Instructions to follow = Write out exactly the lines from the one containing "For the woman" through the last line of the records below, including both.

(Beginning of Exercise material)

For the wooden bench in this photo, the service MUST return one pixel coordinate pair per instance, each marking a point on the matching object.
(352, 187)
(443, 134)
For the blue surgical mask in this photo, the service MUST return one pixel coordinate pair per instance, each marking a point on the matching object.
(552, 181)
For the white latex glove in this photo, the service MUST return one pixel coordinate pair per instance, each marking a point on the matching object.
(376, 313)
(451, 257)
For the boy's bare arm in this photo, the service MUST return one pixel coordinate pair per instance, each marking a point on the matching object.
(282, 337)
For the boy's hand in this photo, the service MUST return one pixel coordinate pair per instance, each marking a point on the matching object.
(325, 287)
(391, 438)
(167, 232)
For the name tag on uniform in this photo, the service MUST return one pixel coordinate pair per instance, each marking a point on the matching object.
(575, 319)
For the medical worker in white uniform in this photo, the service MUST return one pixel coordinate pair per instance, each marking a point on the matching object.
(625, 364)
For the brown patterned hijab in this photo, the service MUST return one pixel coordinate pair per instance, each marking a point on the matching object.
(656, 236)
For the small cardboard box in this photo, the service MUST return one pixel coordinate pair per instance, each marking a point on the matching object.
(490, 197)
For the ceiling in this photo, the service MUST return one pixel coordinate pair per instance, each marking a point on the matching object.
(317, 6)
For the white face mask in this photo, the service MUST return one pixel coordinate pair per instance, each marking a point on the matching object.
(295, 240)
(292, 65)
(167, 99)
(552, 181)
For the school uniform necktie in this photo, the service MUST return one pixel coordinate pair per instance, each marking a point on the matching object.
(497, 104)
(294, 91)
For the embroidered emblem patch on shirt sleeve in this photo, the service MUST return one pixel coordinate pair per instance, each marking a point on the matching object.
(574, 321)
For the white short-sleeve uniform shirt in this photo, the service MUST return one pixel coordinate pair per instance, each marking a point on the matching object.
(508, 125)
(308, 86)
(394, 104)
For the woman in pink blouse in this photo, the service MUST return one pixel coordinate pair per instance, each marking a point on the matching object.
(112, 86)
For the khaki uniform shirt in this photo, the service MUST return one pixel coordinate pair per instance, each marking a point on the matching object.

(End of Exercise material)

Response area =
For the woman in pink blouse in this photo, the service MUST return one pixel coordinate pair per instance, each marking a point on the matching object.
(112, 86)
For the khaki uniform shirt in this photo, the service MUST return one pixel coordinate pair per instance, each marking a point on the matching object.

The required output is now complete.